Saved entries:
┌──

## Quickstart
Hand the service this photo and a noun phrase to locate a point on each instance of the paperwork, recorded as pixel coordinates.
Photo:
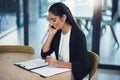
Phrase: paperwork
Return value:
(41, 67)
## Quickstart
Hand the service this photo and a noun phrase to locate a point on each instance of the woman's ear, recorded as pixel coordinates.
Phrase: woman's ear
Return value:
(64, 18)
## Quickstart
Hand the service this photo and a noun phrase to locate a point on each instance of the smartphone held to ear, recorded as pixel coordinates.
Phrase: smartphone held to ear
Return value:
(53, 27)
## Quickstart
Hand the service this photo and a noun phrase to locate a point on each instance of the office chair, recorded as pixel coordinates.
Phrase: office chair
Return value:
(111, 23)
(16, 48)
(93, 63)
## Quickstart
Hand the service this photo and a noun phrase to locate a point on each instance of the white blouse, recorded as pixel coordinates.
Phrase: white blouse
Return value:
(64, 47)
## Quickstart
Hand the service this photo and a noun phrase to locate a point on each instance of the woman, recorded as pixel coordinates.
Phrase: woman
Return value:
(67, 41)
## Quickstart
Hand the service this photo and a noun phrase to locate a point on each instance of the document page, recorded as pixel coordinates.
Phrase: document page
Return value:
(49, 71)
(32, 64)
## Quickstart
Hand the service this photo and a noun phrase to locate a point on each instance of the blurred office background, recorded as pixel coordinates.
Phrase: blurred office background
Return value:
(24, 22)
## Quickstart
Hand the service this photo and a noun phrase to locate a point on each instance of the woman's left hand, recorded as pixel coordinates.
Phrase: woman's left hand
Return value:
(52, 61)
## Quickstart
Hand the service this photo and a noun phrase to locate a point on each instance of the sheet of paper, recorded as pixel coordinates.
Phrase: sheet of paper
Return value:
(33, 63)
(49, 71)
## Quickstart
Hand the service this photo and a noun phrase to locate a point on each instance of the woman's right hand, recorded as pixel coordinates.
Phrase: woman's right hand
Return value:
(52, 30)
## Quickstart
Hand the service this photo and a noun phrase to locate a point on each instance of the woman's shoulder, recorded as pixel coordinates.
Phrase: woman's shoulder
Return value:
(77, 31)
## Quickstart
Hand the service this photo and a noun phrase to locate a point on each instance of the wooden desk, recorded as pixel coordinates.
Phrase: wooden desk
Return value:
(9, 71)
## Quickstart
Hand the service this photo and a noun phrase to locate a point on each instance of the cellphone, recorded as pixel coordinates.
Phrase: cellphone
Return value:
(53, 27)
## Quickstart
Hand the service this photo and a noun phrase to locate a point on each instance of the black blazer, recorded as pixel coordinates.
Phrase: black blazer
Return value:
(78, 52)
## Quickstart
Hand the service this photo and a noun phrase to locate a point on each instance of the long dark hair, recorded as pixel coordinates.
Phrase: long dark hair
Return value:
(60, 9)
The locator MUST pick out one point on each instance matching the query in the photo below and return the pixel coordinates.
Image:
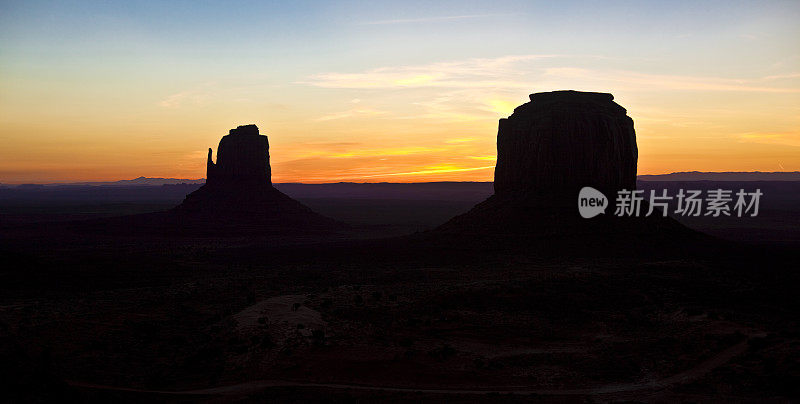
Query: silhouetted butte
(238, 193)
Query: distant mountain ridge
(677, 176)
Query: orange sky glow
(372, 99)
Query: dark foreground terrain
(436, 318)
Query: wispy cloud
(183, 98)
(784, 139)
(536, 71)
(431, 19)
(351, 113)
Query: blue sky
(155, 83)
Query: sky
(404, 91)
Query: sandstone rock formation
(242, 156)
(239, 196)
(561, 141)
(547, 150)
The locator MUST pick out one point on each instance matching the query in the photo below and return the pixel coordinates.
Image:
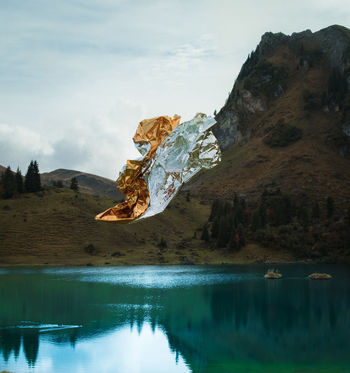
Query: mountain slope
(88, 183)
(301, 83)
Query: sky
(77, 76)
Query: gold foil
(149, 135)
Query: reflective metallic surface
(173, 153)
(189, 147)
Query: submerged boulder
(320, 276)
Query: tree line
(14, 183)
(279, 220)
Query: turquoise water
(174, 319)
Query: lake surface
(174, 319)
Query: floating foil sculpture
(172, 154)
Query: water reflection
(194, 319)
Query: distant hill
(57, 227)
(88, 183)
(285, 135)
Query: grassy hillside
(88, 183)
(287, 83)
(57, 227)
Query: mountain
(88, 183)
(286, 122)
(280, 193)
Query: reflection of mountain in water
(293, 320)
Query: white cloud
(79, 75)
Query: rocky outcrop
(264, 77)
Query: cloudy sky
(76, 76)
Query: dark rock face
(261, 81)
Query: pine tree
(241, 233)
(74, 184)
(215, 228)
(235, 201)
(303, 216)
(234, 239)
(19, 181)
(205, 233)
(29, 178)
(224, 232)
(262, 213)
(256, 221)
(214, 210)
(8, 181)
(37, 181)
(32, 179)
(316, 212)
(330, 207)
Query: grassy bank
(57, 227)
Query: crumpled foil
(173, 153)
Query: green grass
(55, 226)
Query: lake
(174, 319)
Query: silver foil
(190, 147)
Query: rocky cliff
(286, 122)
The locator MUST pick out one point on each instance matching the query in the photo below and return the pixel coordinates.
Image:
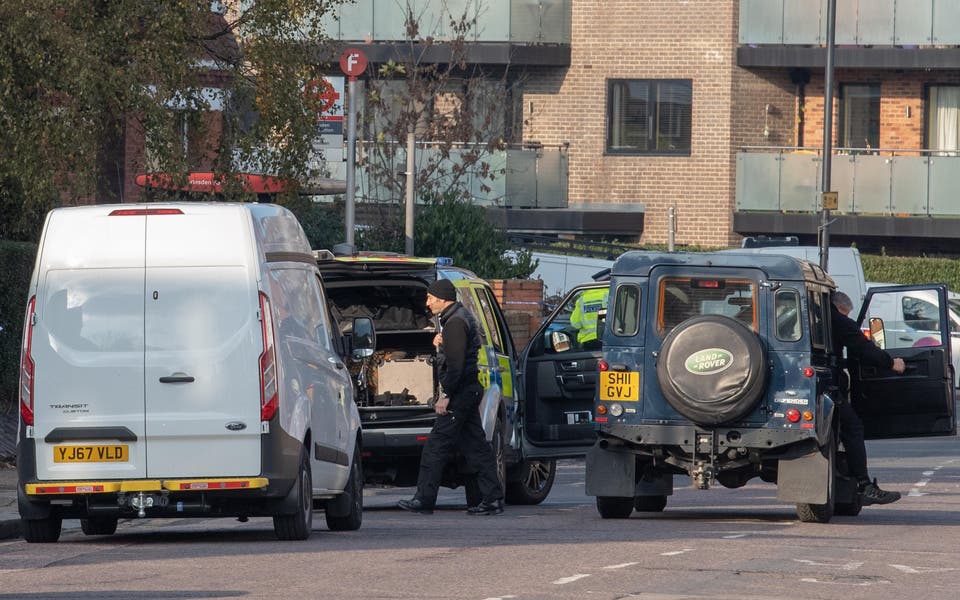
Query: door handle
(177, 378)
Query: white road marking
(913, 570)
(848, 566)
(571, 579)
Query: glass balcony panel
(846, 29)
(761, 22)
(876, 22)
(944, 183)
(913, 22)
(804, 21)
(758, 181)
(908, 176)
(871, 189)
(842, 172)
(799, 182)
(946, 15)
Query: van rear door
(87, 346)
(203, 340)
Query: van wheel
(298, 525)
(822, 513)
(613, 507)
(712, 369)
(41, 531)
(650, 503)
(532, 480)
(99, 525)
(353, 496)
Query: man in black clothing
(846, 334)
(458, 421)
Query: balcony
(859, 22)
(525, 176)
(885, 192)
(497, 21)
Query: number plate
(92, 453)
(620, 386)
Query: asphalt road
(707, 544)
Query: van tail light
(27, 366)
(268, 363)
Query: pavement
(9, 517)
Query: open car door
(559, 375)
(919, 402)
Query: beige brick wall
(653, 39)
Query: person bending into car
(846, 334)
(458, 422)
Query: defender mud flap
(610, 473)
(805, 480)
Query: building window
(646, 116)
(860, 116)
(943, 119)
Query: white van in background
(178, 360)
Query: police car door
(559, 376)
(920, 402)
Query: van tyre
(352, 497)
(297, 526)
(531, 481)
(99, 525)
(723, 389)
(614, 507)
(649, 503)
(41, 531)
(822, 513)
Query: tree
(78, 76)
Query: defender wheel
(99, 525)
(613, 507)
(531, 482)
(353, 494)
(298, 525)
(822, 513)
(712, 369)
(649, 503)
(41, 531)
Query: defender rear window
(683, 297)
(626, 311)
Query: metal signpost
(353, 63)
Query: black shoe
(416, 505)
(493, 507)
(871, 493)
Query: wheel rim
(537, 475)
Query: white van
(178, 360)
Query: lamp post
(828, 199)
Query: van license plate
(93, 453)
(620, 386)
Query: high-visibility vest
(585, 313)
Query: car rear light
(268, 363)
(26, 365)
(143, 212)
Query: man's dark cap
(443, 289)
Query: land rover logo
(708, 361)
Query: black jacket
(846, 334)
(458, 352)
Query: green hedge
(16, 265)
(910, 270)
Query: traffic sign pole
(352, 62)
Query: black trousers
(461, 428)
(851, 434)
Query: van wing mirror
(364, 337)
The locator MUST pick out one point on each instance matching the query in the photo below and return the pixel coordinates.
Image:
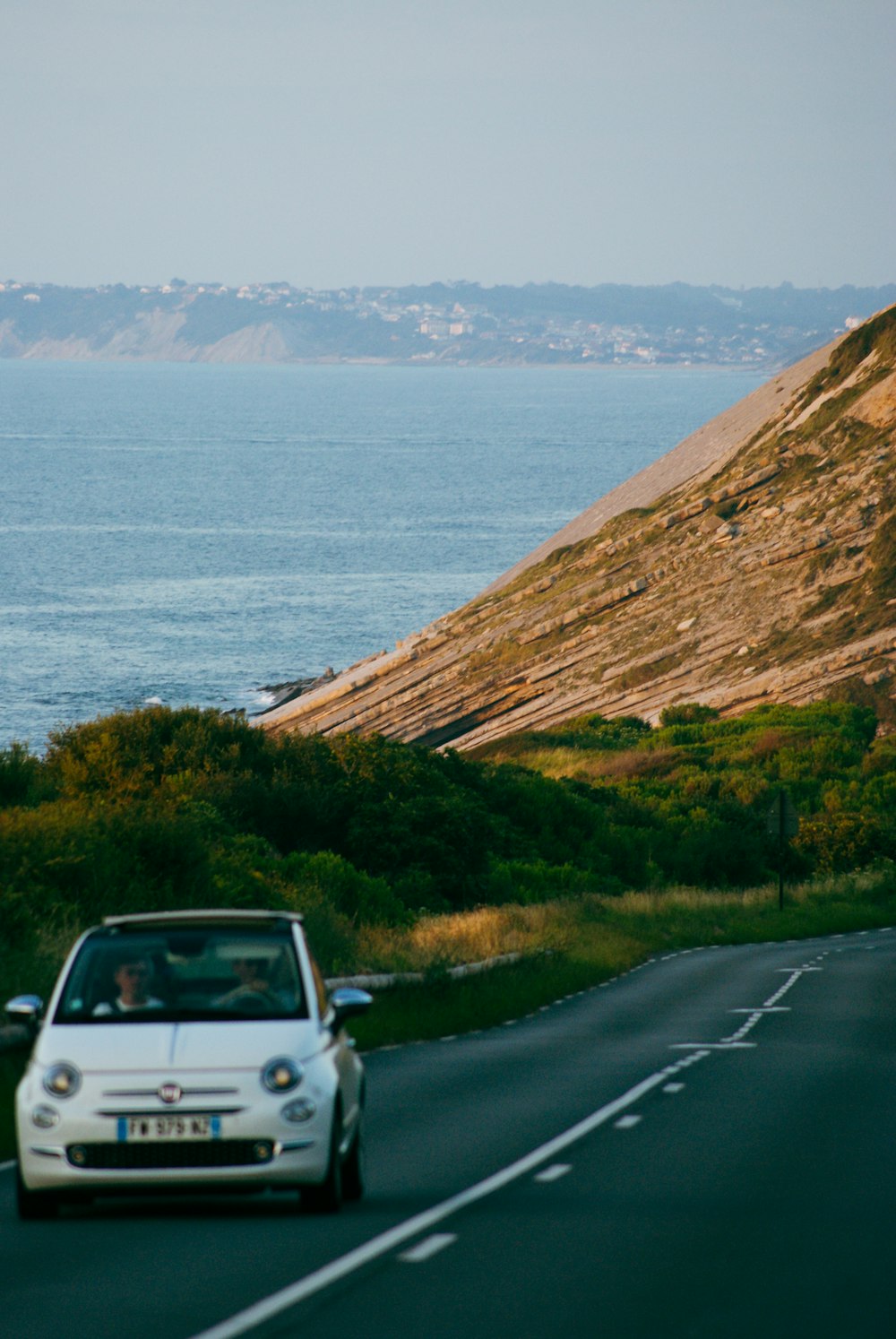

└──

Your copy must reproduce the entries above in full, without their pictures.

## Quickstart
Hand the service this photo and a noun phrase to locate a point on each instance of the paperwork, recorded as pixel coordinates.
Photo:
Phrase: paperwork
Return value:
(41, 67)
## Quickstart
Hand the service this photo and a noun phrase to locate a point on each instance of the woman's ear, recorded as pixel coordinates.
Phrase: woman's ear
Return value:
(64, 18)
## Quickstart
Hand the service this photo and a noun phrase to locate a point on each instance of the smartphone held to ear, recorded as pixel coordinates.
Phrase: smartphone held to ear
Return value:
(53, 27)
## Quickstart
Hand the service this photo and a noun phrase to locate a point on each instance of the office chair, recorded as pixel coordinates.
Phrase: office chair
Return value:
(111, 23)
(16, 48)
(93, 63)
## Quickstart
Hand the service this photo and a noun phrase to locate a point on each instance of the white blouse, recorded as pixel coordinates.
Phrase: white blouse
Return value:
(64, 47)
## Quickstart
Hand the service this photo and a noun phrase to locate a point on each instance of the woman, recorded as pixel coordinates.
Phrase: woman
Return value:
(67, 41)
## Quickstart
Hand the service this photo and a noun phrase to locate a point on each instance of the document page, recorded as pixel coordinates.
Phrase: document page
Return value:
(49, 71)
(32, 64)
## Quickstart
Hand the service this photo and a noun phrase to locate a point on each instance of the blurred office background, recorded as pixel coordinates.
Phrase: blurred office background
Return value:
(24, 22)
## Quickstart
Hand the service this photo and a noun phrase to locate a point on each instance of the woman's left hand, recorded as pixel coordinates.
Phrase: woman's left hand
Return value:
(52, 61)
## Quickstart
Hand the service this photo and a noun phrase to locate a point on each instance of the sheet of paper, recorded as pixel coordinates.
Phrase: sheet of paper
Return value:
(33, 63)
(49, 71)
## Quickstart
Hand the service this photo and a noun phrase to locate a point on each instance of the woman's right hand, recorded as pixel coordinates.
Phrase: woman's right hand
Return value:
(52, 30)
## Quickstart
Hand the service this photo and a noun phrase to locate a point on each instance of the woman's shoulder, recorded as pixel coordinates.
Phrase: woman's shoulder
Return value:
(77, 31)
## Quickstart
Hand the service this photo and a noun phrase to locate a point on each instance of the wooden desk, recorded as pixel coordinates.
Phrase: wooden desk
Return value:
(9, 71)
## Quickstart
Hand the service this photo and a noun phrase to locate a point on each instance of the cellphone, recorded as pixel coordinates.
Phrase: cellphone
Return value:
(53, 27)
## Quickstart
Hand the service this photo and a noun phrase to locate a point on each instance of the black blazer, recorded as pixel coordinates.
Phrase: black blazer
Return value:
(78, 52)
## Quickstart
Hand the service this photo and a noun phrase to locate a point on each instance of the long dark hair, recorded as pixel coordinates.
Phrase: long dark hair
Return value:
(60, 9)
The locator MUST pick out one point on each instance matching the query in the photo below and return the pixel coordinates.
Image:
Query: silhouetted butte
(238, 193)
Query: distant mountain ridge
(677, 176)
Query: orange sky glow
(372, 99)
Query: dark foreground terrain
(436, 318)
Query: wispy cloud
(183, 98)
(784, 139)
(536, 71)
(431, 19)
(351, 113)
Query: blue sky
(155, 83)
Query: sky
(404, 91)
Query: sandstone rock formation
(242, 156)
(239, 196)
(561, 141)
(547, 150)
The locator MUST pick out one point on each instance matching the query in the photo below and return the pixel coordinates.
Image:
Query: mountain slope
(88, 183)
(301, 83)
Query: sky
(77, 76)
Query: gold foil
(149, 135)
Query: reflective metallic surface
(173, 153)
(189, 147)
Query: submerged boulder
(320, 276)
Query: tree line
(14, 183)
(279, 220)
Query: turquoise water
(174, 319)
Query: lake surface
(174, 319)
Query: floating foil sculpture
(172, 154)
Query: water reflection
(194, 319)
Query: distant hill
(57, 227)
(88, 183)
(285, 135)
Query: grassy hillside
(88, 183)
(287, 83)
(57, 227)
Query: mountain
(88, 183)
(286, 122)
(280, 193)
Query: reflection of mountain in water
(293, 320)
Query: white cloud
(79, 75)
Query: rocky outcrop
(264, 77)
Query: cloudy sky
(76, 76)
Query: dark rock face
(261, 81)
Query: pine tree
(241, 233)
(74, 184)
(215, 228)
(235, 201)
(303, 216)
(234, 239)
(19, 181)
(205, 233)
(29, 178)
(224, 232)
(262, 213)
(256, 221)
(214, 210)
(8, 181)
(37, 181)
(32, 179)
(316, 212)
(330, 207)
Query: grassy bank
(57, 227)
Query: crumpled foil
(173, 153)
Query: green grass
(55, 226)
Query: lake
(174, 319)
Query: silver foil
(190, 147)
Query: rocky cliff
(286, 122)
The locator MUST pick out one point on each instance matching the query in the photo below and return the pixel coordinates.
Image:
Query: door handle
(177, 378)
Query: white road marking
(913, 570)
(848, 566)
(571, 579)
Query: glass balcony panel
(846, 29)
(761, 22)
(876, 22)
(944, 183)
(913, 22)
(804, 21)
(758, 181)
(908, 176)
(871, 189)
(842, 172)
(799, 182)
(946, 15)
Query: van rear door
(87, 346)
(203, 340)
Query: van wheel
(298, 525)
(822, 513)
(613, 507)
(712, 369)
(41, 531)
(650, 503)
(532, 480)
(99, 525)
(353, 496)
Query: man in black clothing
(846, 334)
(458, 421)
Query: balcony
(859, 22)
(525, 176)
(885, 192)
(497, 21)
Query: number plate
(92, 453)
(620, 386)
Query: asphalt road
(707, 544)
Query: van tail light
(27, 366)
(268, 363)
Query: pavement
(9, 517)
Query: open car door
(559, 375)
(919, 402)
Query: beige brick wall
(653, 39)
Query: person bending into car
(846, 334)
(458, 422)
Query: defender mud flap
(610, 473)
(805, 480)
Query: building window
(646, 116)
(860, 116)
(943, 119)
Query: white van in background
(178, 360)
Query: police car door
(559, 376)
(920, 402)
Query: van tyre
(352, 497)
(297, 526)
(531, 481)
(99, 525)
(723, 389)
(614, 507)
(649, 503)
(41, 531)
(822, 513)
Query: tree
(78, 76)
Query: defender wheel
(99, 525)
(613, 507)
(531, 482)
(353, 494)
(298, 525)
(822, 513)
(712, 369)
(649, 503)
(41, 531)
Query: defender rear window
(683, 297)
(626, 311)
Query: metal signpost
(353, 63)
Query: black shoe
(416, 505)
(493, 507)
(871, 493)
Query: wheel rim
(537, 475)
Query: white van
(178, 360)
Query: lamp post
(828, 199)
Query: van license plate
(93, 453)
(620, 386)
Query: high-visibility vest
(585, 313)
Query: car rear light
(268, 363)
(26, 365)
(143, 212)
Query: man's dark cap
(443, 289)
Query: land rover logo
(708, 361)
Query: black jacket
(846, 334)
(458, 352)
Query: green hedge
(16, 265)
(910, 270)
Query: traffic sign pole
(352, 62)
Query: black trousers
(461, 428)
(851, 434)
Query: van wing mirror
(364, 337)
The locator MUST pick out one point on each instance matching the query in the photo below and return the pixel coordinates.
Image:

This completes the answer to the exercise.